▶ Task instructions
Print all of the lines below word for word, but leave out the pictures.
_____
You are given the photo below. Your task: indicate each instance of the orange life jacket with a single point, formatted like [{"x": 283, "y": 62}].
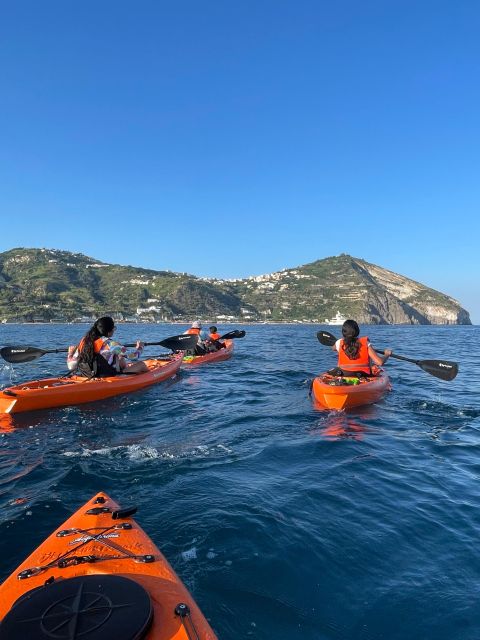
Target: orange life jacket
[
  {"x": 97, "y": 345},
  {"x": 361, "y": 362}
]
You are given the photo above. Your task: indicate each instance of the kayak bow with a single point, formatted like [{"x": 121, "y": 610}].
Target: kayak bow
[
  {"x": 331, "y": 392},
  {"x": 213, "y": 356},
  {"x": 99, "y": 576}
]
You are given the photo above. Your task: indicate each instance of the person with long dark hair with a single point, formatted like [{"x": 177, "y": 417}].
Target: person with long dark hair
[
  {"x": 356, "y": 354},
  {"x": 98, "y": 355}
]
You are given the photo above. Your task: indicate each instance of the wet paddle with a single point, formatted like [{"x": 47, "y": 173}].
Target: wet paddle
[
  {"x": 443, "y": 369},
  {"x": 18, "y": 354}
]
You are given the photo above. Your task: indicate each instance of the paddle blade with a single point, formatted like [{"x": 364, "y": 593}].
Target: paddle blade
[
  {"x": 442, "y": 369},
  {"x": 326, "y": 338},
  {"x": 233, "y": 334},
  {"x": 21, "y": 354},
  {"x": 183, "y": 342}
]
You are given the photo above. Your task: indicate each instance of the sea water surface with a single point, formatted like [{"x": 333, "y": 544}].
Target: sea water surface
_____
▶ Reply to the exercise
You are given the photo below. Your task: indicate each instance of the orange life jacket with a single point, formatted like [{"x": 283, "y": 62}].
Target: orange life jacket
[
  {"x": 97, "y": 345},
  {"x": 361, "y": 362}
]
You are given the photo above. Your task: indicate each instance of the kayak bow with a single point, formatted like [{"x": 121, "y": 610}].
Target: kayak bow
[
  {"x": 331, "y": 392},
  {"x": 213, "y": 356},
  {"x": 99, "y": 576}
]
You are given the photo above. Your task: indicate each instance of the person with long dark hair with a single point, formatted like [{"x": 177, "y": 417}].
Target: person with long dark hair
[
  {"x": 356, "y": 354},
  {"x": 98, "y": 355}
]
You are given the photo above. Your task: indicate each instance of the wet paddle with a single point, formatted like [{"x": 47, "y": 173}].
Target: wet paddle
[
  {"x": 443, "y": 369},
  {"x": 18, "y": 354}
]
You are given the photo above. Your task: indicate each instance of the paddle blade with a single point, formatted like [{"x": 364, "y": 593}].
Target: paddle blade
[
  {"x": 442, "y": 369},
  {"x": 326, "y": 338},
  {"x": 233, "y": 334},
  {"x": 21, "y": 354},
  {"x": 183, "y": 342}
]
You are given the photo above. Your task: indicate each instance of the sea water surface with a single point, formatted like [{"x": 333, "y": 544}].
Target: sea water surface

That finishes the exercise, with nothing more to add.